# Is faeces dangerous?



## gerbilgirl

Yesterday my grandfather decided to tell my mum that pigeon poo was dangerous. Mum is not happy but I convinced her that DuckDuck wasn't on a mission to kill her family  . So now I'm wondering... Is Wood Pigeon poo dangerous?

And to add a little happiness onto the post...
I took him up to the pet shop where I work yesterday (I got him through a customer finding him and taking him there) to get his nails clipped by someone a bit more experienced with birds, and he was really good . Everybody was petting round him and he just sat there and behaved. Even when a parrot started squawking at him and puffing his feathers up at him, Duck just cuddled into me until the parrot was put away. And although his wings are clipped he does still have quite a bit of flight, and he just sat there on my hand (with the door of the shop wide open  ), and lapped up the attention . So proud of him and everyone in the shop was so happy to see him and commented on how well he looked (even if he does look a bit raggedy with new coloured feathers coming in round his neck). He's 7 months now, and starting to act all grown up!


----------



## M Kurps

#1 2nd January 2010, 11:05 AM 
M Kurps 
Pigeon Join Date: Mar 2009
Location: Pennsylvania
Posts: 160 


Interesting article I found

--------------------------------------------------------------------------------

Here is an interesting article that I found online posted by the New York City Department of Health. Notice the copy right date (2010). http://www.nyc.gov/html/doh/html/epi/epi-pigeon.shtml 
Kurps 






Read this article,and show grandpa.
Kurps


----------



## Pawbla

Some phrases to highlight for you parents/grandparents:

Histoplasmosis
"When cleaning droppings a person may breathe in some of the fungus, which in cases of high exposure can cause infection. Common activities, such as cleaning off windowsills, will not result in high exposures."
So you can think that unless you have a loft, you chances of getting histoplasmosis are next to zero.

Cryptococcosis
"It is very unlikely that healthy people will become infected even at high levels of exposure."
"According to the US Centers for Disease Control (CDC), nearly 85 percent of cryptococcosis patients are HIV-positive."

Psittacosis
"Since 1996, fewer than 50 confirmed cases were reported in the United States annually. In New York City, psittacosis is very rare with less than one human case identified each year."


And, from what I read, those illnesses are not even dangerous if treated.


----------



## gerbilgirl

Thanks for the replies so far...
————
● Directions
#1 Answer these questions about the pigeon droppings thread.
(a) How old is the pigeon Duck?
(b) Which agency posted the article that M Kurps links to?
(c) According to the quoted CDC figure, about what share of cryptococcosis patients are HIV-positive?
#2 Write the next part of the pigeon droppings thread, picking up after its final line.

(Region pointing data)
————
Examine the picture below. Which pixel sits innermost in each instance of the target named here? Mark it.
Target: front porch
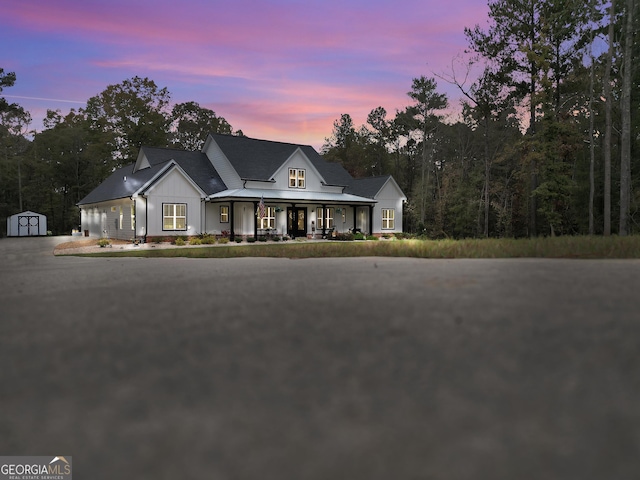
(294, 219)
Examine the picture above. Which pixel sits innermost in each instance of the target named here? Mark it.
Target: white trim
(171, 165)
(293, 195)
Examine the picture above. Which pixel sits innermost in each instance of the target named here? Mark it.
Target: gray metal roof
(195, 164)
(260, 159)
(252, 159)
(270, 195)
(368, 186)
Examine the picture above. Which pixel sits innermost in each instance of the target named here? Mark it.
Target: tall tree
(191, 124)
(625, 154)
(130, 115)
(427, 102)
(608, 98)
(513, 43)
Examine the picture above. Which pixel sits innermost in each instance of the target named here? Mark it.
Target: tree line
(546, 142)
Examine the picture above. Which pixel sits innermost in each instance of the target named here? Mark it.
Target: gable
(175, 183)
(390, 191)
(298, 162)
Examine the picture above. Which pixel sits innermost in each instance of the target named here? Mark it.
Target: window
(296, 178)
(174, 216)
(388, 218)
(328, 217)
(269, 220)
(224, 214)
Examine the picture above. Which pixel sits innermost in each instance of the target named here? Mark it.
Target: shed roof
(125, 182)
(260, 159)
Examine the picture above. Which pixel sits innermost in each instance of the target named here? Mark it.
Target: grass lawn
(558, 247)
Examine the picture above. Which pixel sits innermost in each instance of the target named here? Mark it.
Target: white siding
(389, 196)
(104, 220)
(312, 177)
(173, 188)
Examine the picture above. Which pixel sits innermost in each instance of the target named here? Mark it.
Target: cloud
(287, 68)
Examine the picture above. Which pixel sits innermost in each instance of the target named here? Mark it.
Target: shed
(26, 224)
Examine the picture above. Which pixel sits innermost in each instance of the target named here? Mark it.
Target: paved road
(369, 368)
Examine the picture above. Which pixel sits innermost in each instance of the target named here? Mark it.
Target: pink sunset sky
(276, 69)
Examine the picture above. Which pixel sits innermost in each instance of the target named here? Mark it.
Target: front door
(297, 222)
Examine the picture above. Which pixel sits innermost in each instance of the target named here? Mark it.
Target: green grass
(558, 247)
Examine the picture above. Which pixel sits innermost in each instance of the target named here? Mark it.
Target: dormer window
(296, 178)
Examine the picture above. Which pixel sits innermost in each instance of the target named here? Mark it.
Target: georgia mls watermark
(36, 468)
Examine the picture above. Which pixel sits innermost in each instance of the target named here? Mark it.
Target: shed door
(28, 225)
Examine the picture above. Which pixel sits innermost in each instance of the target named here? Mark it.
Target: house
(239, 186)
(26, 224)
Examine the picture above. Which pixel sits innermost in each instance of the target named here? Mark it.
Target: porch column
(232, 230)
(370, 219)
(355, 217)
(255, 220)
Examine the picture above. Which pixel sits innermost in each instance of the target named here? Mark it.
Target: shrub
(345, 237)
(208, 239)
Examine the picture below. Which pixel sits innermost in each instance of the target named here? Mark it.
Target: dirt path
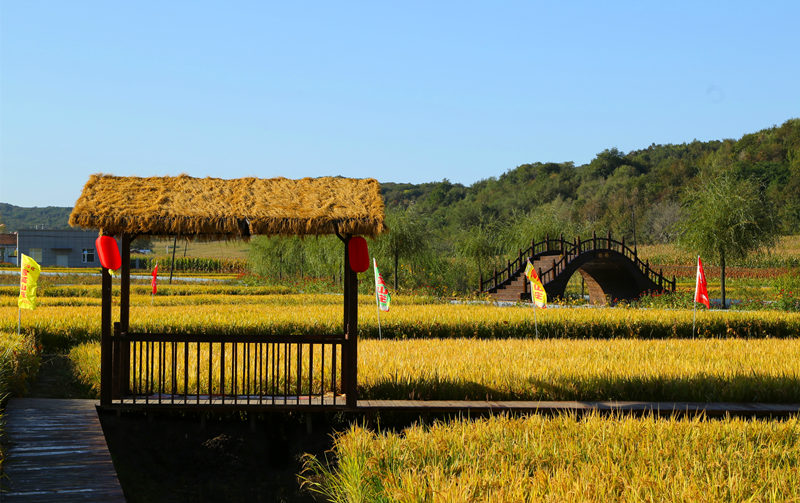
(57, 380)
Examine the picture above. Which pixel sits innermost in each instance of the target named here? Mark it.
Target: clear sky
(399, 91)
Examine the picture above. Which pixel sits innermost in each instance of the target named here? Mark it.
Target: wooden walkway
(327, 404)
(56, 451)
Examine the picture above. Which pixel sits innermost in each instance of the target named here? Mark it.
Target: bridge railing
(506, 275)
(569, 251)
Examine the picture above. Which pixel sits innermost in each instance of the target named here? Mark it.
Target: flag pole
(377, 301)
(533, 301)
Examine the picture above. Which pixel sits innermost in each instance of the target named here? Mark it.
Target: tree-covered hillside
(616, 188)
(50, 217)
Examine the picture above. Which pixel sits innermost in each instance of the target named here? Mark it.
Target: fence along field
(60, 327)
(715, 370)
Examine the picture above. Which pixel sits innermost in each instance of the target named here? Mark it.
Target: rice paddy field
(439, 349)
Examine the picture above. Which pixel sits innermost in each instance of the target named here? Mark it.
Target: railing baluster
(210, 371)
(333, 370)
(310, 371)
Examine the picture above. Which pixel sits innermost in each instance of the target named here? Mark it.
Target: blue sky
(404, 91)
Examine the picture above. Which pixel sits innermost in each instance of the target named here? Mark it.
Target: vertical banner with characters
(28, 282)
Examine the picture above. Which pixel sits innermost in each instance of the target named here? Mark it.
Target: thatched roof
(213, 207)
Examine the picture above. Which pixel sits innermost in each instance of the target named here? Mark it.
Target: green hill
(50, 217)
(608, 192)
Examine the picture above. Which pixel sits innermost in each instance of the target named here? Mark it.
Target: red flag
(155, 278)
(701, 288)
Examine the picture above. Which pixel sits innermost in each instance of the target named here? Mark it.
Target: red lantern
(108, 252)
(359, 255)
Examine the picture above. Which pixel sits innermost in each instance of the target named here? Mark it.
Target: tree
(406, 238)
(727, 218)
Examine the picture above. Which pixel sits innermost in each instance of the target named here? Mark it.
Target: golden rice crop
(60, 327)
(537, 458)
————
● Task-by-task results
#1
(a) 7 months
(b) The New York City Department of Health
(c) Nearly 85 percent

#2
Maybe I should clarify a bit more though, he is in the house in the bedroom next to mine, in a fairly large parrot cage which is cleaned every day. He is out twice a day for about an hour each time. Would being in his room count as high exposure?


----------



## John_D

Poop is not a problem when fresh if people take sensible hygiene precautions as they would with any other kind of poop. If a pigeon of any kind is sick, then obviously it's even more important to use commonsense, as one should when handling any sick bird or animal. 

Poop which is allowed to dry and become powdery could be a problem if breathed in, but that's only likely if left for quite a while, and who is going to leave loads of dried poop around 

One thing that isn't a 'pigeon disease' but does affect some people, of course, is the allergic reaction to feather dust and other minute particles given off by birds - this can be a problem with the more usual bird pets as much as with pigeons. I have had plenty of pigeons in my apartment (I have three currently, one sitting on my knee right now) but have no problem with this - some people have had to give up keeping one parrot because of it.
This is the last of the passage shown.